# start of Dataset records
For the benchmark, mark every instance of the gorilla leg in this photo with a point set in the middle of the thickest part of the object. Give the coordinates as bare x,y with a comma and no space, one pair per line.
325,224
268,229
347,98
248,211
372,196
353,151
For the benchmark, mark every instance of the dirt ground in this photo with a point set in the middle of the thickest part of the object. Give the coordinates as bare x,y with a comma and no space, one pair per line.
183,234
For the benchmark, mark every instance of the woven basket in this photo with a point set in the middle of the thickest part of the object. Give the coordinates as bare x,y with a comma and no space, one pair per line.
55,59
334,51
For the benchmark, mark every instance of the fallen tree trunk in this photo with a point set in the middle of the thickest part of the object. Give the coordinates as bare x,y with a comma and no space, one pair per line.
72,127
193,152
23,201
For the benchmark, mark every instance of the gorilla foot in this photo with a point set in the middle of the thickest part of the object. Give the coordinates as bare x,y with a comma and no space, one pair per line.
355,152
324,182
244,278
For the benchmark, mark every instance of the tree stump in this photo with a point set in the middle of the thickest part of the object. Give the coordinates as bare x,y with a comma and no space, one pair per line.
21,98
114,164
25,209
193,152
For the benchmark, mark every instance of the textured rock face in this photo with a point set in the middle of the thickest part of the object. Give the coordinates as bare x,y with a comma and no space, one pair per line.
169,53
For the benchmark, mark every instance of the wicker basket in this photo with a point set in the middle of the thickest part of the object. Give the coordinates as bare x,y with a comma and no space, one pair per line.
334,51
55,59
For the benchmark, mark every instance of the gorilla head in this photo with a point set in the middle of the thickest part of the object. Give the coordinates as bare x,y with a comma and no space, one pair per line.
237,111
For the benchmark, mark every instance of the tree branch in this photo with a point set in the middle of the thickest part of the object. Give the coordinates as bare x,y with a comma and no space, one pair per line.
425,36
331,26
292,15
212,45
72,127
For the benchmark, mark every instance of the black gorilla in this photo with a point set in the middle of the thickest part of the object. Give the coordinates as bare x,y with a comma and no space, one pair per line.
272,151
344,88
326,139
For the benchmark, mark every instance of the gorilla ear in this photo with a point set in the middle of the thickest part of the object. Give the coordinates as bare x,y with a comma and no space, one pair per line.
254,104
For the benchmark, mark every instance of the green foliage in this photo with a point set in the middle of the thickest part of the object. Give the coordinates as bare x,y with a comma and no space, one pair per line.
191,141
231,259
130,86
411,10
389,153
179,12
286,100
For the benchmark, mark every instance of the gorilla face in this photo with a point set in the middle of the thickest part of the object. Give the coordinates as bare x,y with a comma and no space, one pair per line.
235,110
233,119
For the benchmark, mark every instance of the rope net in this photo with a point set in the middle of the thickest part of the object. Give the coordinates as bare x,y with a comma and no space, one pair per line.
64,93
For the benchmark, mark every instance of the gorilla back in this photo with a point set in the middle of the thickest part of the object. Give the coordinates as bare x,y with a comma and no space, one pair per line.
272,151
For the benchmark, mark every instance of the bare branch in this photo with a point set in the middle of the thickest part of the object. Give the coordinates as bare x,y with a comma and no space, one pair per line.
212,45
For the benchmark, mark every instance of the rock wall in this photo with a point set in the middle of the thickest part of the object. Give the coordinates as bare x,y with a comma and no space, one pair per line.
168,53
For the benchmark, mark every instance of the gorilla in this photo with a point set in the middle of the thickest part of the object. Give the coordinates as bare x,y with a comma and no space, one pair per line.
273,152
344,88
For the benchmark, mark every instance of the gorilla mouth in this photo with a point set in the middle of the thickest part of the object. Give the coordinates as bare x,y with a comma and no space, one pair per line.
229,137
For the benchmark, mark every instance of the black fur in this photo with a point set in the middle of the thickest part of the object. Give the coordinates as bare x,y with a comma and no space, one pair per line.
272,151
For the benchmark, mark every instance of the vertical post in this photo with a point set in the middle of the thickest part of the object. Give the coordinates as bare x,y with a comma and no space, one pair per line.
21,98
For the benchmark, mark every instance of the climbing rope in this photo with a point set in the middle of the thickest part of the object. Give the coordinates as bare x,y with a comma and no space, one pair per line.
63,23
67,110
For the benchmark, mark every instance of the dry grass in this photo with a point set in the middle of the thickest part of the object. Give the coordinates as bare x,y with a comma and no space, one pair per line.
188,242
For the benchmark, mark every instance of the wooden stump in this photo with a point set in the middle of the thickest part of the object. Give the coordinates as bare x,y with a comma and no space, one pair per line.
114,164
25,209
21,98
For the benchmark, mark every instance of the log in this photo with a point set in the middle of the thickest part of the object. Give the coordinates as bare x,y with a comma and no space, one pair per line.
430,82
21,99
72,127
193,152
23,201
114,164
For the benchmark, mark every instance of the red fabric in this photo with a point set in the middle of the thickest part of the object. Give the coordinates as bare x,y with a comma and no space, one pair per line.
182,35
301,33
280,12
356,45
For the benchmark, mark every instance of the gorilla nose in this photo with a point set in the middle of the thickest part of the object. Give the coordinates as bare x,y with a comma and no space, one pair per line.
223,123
# end of Dataset records
Goal: Rewrite all of the records above, replacing every "thickest part" with "widest part" and changing nothing else.

Answer:
For the benchmark, mark every instance of the gorilla leg in this photo with a point set in the middle of the widest part of the object. Give the coordinates as bare x,y with a comma and no space, one pair per line.
325,224
268,229
347,98
248,211
372,196
353,151
For the benchmark, mark every instance of the dirt ground in this photo with a point set in the middle of the widest part of the object. Give the coordinates as bare x,y with a comma and no space, one pair per line.
183,234
For the benchmark, mark every instance of the woven basket in this photo with a point set in the middle of the widest part of the object. Give the coordinates as bare x,y with a comma and no space, one pair per line.
55,59
334,51
For the benchmark, mark every instance of the fallen tree trunk in this photo with a point set in the middle of the widest part of the object. Give the coordinates as bare x,y with a comma and no space, one pair per line.
72,127
193,152
23,201
For the benchmark, mark every instance of the gorilla foot in this photo with a point set in the middle of the widest part of the object. Give the coordinates as bare x,y with a comma and no space, one pair per line.
355,152
324,182
244,278
For the benchmark, mark every instance of the tree stump in this photo with a point set in the middle of the widest part of the object. Give the coordinates as bare x,y with a comma and no space, one pair per line.
21,98
114,164
25,209
193,152
For the benchmark, mark every instance of the textured rock face in this photo with a point set in the middle of the widest part of the object. Give the coordinates as bare x,y with a comma and no space, one pair per line.
169,53
For the benchmark, mark every instance of the wicker basket in this photo with a point set in the middle of the widest part of the object. Give the coordinates as bare x,y with a comma and no space, one pair per line.
334,51
55,59
For the benchmark, mark every instance of the gorilla head in this photo with a point set in the middle of the widest part of the object. Give the coordinates as bare x,y with a comma and no space, one pair per line.
237,111
For the benchmark, mark every instance of the tree branch in this photo with a point set in the middle of the widest part of the object. Give the coordinates as bare x,y with a comma and no space, one pair per line.
425,36
331,26
292,15
212,45
72,127
For the benchmark, mark every instance of the black gorilla in this photo with a point set in the middle of the widest part of the object. Give the coordinates as bare x,y with a comma and no space, one pair per line.
272,151
344,88
326,139
For the benchmark, mark every instance of the gorilla ear in this photo with a point set in the middle of the widest part of the object. Give the coordinates as bare x,y with a comma and no space, one pair per line.
254,104
For the benchmark, mark every instance of the green foliage in this photo with a point set in the middle of the widest part of the object. Give the coordinates as bare x,y with a comma and no space, one pair per line.
191,141
231,259
130,86
411,10
389,153
179,12
286,100
For the benchmark, mark every instance of the gorilla face in this photo with a point set in the middle of the widest part of the object. Give the coordinates as bare x,y with a comma and no space, one pair per line.
235,110
233,119
For the benchmark, mark every instance of the rope net in this photo with a point set in the middle of the widest part of the object. Give the coordinates as bare x,y with a comma and no space, one pair per line.
64,93
For the benchmark, mark every instance of the gorilla back in this photo with a point set in the middle of the widest part of the object. Give the coordinates as bare x,y with a comma and no space, one pair per line.
272,151
For the benchmark, mark every instance of the bare branch in this photo with a point set in the middle of the widest part of the object. Give the coordinates as bare x,y with a comma and no space, one pair per line.
212,45
For the benchmark, mark every instance of the rock wall in this photo with a point set in the middle of the widest part of the object. Give the coordinates as bare x,y with a comma and no space, one pair per line.
168,53
For the benchmark, mark every instance of the gorilla in this photo with a point set in the middle of the widest part of the object. Give the coordinates as bare x,y with a comma and no space, one pair per line.
273,152
344,88
For the benchmark, mark every instance of the gorilla mouth in this photo with a point set in the middle of the widest part of the object. Give the coordinates as bare x,y with a comma and no space, one pair per line.
229,137
For the benchmark, mark every instance of the black fur in this photo with a point set in the middle of the widest part of the object. Give the coordinates as bare x,y with a comma and no space, one pair per line.
272,151
For the benchmark, mark every instance of the vertical post in this photo with a point set in the middle of the widest part of the object. Give the coordinates as bare x,y with a comma and no space, one pair per line.
21,98
For the benchmark, mark every instance of the climbing rope in this photo with a point set in the middle of the widest part of the object. Give the coordinates as bare x,y with a comma and no space, one pair per line.
63,23
67,110
For the benchmark, mark every instance of the dry grass in this photo with a point set in the middle of the widest part of the object. Give the coordinates as bare x,y with a comma and no space, one pair per line.
188,242
For the benchmark, mark every instance of the wooden stump in this photo with a point set in the middle of the widest part of the object. Give the coordinates as bare x,y with a comma and no space, one pair per line.
114,164
25,209
21,98
For the benchmark, mark every instance of the log in this photo with a point set in the middle of the widest part of the object. Give the coordinates as bare x,y with a comma and no space, one pair per line.
430,82
21,99
72,127
193,152
23,201
114,164
For the benchmark, mark every instance of the red fabric in this photo with a point set in the middle of the widest part of the object. Give the coordinates as bare x,y with a comma and no space, one pair per line.
182,35
301,33
280,12
356,45
For the benchmark, mark every instance of the gorilla nose in this photo with a point set in the middle of the widest part of the object. Give the coordinates as bare x,y with a comma and no space, one pair per line.
223,123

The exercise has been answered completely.